## Vos consignes
Réécrivez l'extrait sur les librairies en commençant par « Le Syndicat de » et en allant jusqu'à « le syndicat professionnel. ». Remplacez « gouvernement » par « ministère de la Culture ».

## Extrait du document
============
Le Syndicat de la librairie française (SLF) s'émeut de cette « distorsion de concurrence », qui touche bien d'autres domaines comme le textile. Et sont bien décidés à agir pour qu'une telle situation cesse. « La poursuite des commandes et des retraits de livres via la grande distribution ou Amazon représente une hérésie sanitaire et une concurrence déloyale et nous appelons le gouvernement à y mettre fin », demande le syndicat professionnel.

Encore des livres chez les marchands de journaux

« Des réunions ont lieu à Paris à ce sujet, indique Benoît Bougerol, patron de la librairie Privat à Toulouse avec sa fille Anne. J'ose espérer qu'une décision forte sera prise dans les jours qui viennent. Et que les grandes enseignes n'auront plus rien à fournir quand ils auront vidé leurs étagères. Car nous, quand nos clients commandent, on doit leur répondre qu'ils devront patienter un moment pour recevoir leurs livres. La plupart le comprennent très bien et n'annulent rien. Mais que répondre à des parents d'élèves qui cherchent désespérément à acheter les livres que leurs professeurs leur ont demandé de lire pendant le confinement ? Les librairies fermées, on sait très bien sur quels sites internet ils vont aller se les procurer. »
============
## Données fournies
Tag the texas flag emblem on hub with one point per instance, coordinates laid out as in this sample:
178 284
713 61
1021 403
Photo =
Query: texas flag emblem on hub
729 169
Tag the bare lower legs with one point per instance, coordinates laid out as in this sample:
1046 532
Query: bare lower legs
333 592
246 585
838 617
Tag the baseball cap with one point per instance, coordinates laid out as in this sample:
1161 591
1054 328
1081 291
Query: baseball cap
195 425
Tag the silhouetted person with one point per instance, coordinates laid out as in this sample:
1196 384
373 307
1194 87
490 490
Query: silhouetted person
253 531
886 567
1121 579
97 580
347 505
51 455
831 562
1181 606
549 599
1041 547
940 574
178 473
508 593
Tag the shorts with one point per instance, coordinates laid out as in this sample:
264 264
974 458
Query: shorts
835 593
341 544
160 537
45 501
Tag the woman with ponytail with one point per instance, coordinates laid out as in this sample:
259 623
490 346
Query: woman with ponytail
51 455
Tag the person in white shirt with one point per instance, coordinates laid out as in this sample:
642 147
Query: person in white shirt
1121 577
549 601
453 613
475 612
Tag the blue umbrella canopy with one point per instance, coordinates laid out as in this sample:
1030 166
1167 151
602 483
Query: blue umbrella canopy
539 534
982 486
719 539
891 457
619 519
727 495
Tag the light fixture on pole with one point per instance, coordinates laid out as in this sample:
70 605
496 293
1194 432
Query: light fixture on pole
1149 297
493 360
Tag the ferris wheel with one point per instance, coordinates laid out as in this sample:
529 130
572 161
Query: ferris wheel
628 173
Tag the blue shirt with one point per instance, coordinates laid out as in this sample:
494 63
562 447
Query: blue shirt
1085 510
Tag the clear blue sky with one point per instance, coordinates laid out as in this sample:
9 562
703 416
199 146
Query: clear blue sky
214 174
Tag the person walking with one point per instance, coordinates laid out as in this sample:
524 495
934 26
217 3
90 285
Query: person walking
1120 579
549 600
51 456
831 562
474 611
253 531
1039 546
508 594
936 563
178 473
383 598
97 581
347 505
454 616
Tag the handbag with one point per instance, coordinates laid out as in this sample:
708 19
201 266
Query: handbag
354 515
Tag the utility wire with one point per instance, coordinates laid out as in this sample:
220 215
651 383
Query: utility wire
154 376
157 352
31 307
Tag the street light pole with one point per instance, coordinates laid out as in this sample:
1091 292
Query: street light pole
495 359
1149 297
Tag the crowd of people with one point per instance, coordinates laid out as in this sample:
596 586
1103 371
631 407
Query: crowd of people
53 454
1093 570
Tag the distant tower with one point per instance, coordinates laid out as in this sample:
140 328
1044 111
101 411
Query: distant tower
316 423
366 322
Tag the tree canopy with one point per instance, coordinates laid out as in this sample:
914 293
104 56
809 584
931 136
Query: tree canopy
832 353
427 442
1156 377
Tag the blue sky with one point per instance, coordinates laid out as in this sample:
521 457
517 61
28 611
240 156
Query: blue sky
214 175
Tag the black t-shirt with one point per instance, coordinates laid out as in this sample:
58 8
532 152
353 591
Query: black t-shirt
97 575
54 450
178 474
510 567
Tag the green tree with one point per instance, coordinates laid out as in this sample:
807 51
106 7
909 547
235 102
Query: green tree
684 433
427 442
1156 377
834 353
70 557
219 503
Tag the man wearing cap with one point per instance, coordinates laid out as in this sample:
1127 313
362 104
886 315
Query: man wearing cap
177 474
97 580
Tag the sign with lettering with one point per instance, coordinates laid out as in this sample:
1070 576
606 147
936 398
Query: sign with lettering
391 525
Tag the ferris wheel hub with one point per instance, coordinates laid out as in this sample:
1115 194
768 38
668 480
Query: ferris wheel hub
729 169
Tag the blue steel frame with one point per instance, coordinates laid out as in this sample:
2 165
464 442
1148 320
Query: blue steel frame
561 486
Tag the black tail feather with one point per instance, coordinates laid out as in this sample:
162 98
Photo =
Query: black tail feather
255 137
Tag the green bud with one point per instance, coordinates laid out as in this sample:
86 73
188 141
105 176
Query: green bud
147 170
============
## Résultat de l'exercice
Le Syndicat de la librairie française (SLF) s'émeut de cette « distorsion de concurrence », qui touche bien d'autres domaines comme le textile. Et sont bien décidés à agir pour qu'une telle situation cesse. « La poursuite des commandes et des retraits de livres via la grande distribution ou Amazon représente une hérésie sanitaire et une concurrence déloyale et nous appelons le ministère de la Culture à y mettre fin », demande le syndicat professionnel.